Text extract ->
------------------------------
In the August 2006 issue of O magazine, Oprah Winfrey attempted to put to rest longstanding rumors that she is a lesbian. In a candid interview, Winfrey and best friend Gayle King straightforwardly addressed the gossip about their supposed lesbian relationship, stating that if they were gay they would have no problem with coming out about it. King says, “The truth is, if we were gay, we would so tell you, because there’s nothing wrong with being gay.” Winfrey agrees: “People think I’d be so ashamed of being gay that I wouldn’t admit it? Oh, please.”

Their denial was splashed all across the media with headlines ranging from “Oprah: I’m Not a Lesbian” to “Oprah Is So Not Into Chicks,” but the interview with Winfrey and King was more than just another instance of a straight celebrity insisting on her heterosexuality. It revealed that being a lesbian is no longer the stigma that it was before Ellen DeGeneres came out on the cover of Time in 1997, while simultaneously showing that women’s sexuality remains a highly charged issue that is inextricably linked with power and inequality. A celebrity’s decision to come out often involves much agonizing over whether it will negatively affect their career, their box-office draw, their reputation and their fans.

So the fact that Winfrey and King insist that being gay is not a big deal represents a milestone in celebrities’ engagements with homosexuality-at least for women. Addressing gay rumors continues to be more problematic for gay men, as Lance Bass’ recent coming-out shows; he openly admitted his fears that coming out would negatively impact the success of the band ‘N Sync.
------------------------------
Data shown ->
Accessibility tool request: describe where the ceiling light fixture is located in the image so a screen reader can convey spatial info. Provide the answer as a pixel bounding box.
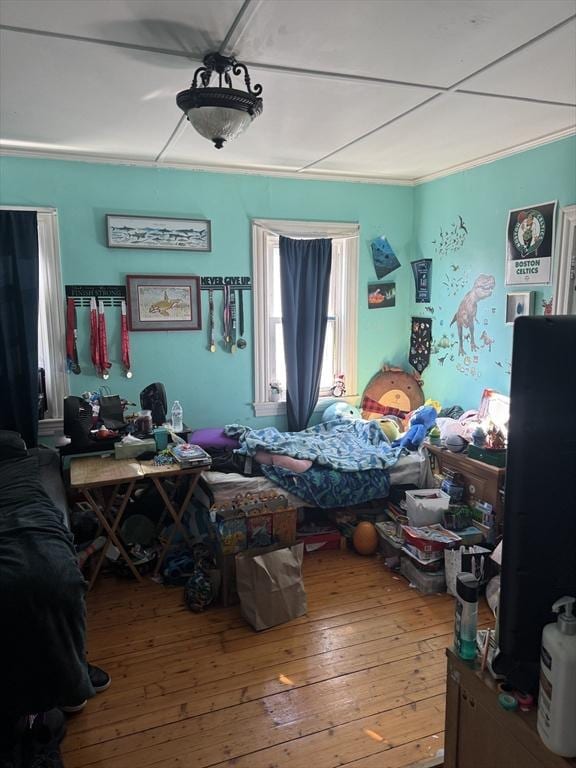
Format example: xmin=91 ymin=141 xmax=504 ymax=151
xmin=176 ymin=53 xmax=262 ymax=149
------------------------------
Your tasks ->
• A. Condense the paragraph of the text about Oprah Winfrey that begins "So the fact that Winfrey and King insist" into a shorter version that keeps its main facts.
• B. From the text about Oprah Winfrey, output the part that opens with the words containing "So the fact" and closes with "band ‘N Sync.".
The data are separate material from the text about Oprah Winfrey.

Written responses ->
• A. Winfrey and King's claim that being gay is no big deal marks a milestone in how celebrities deal with homosexuality, at least for women. Gay rumors remain harder for gay men, as Lance Bass's coming-out shows: he admitted fearing it would hurt 'N Sync's success.

• B.
So the fact that Winfrey and King insist that being gay is not a big deal represents a milestone in celebrities’ engagements with homosexuality-at least for women. Addressing gay rumors continues to be more problematic for gay men, as Lance Bass’ recent coming-out shows; he openly admitted his fears that coming out would negatively impact the success of the band ‘N Sync.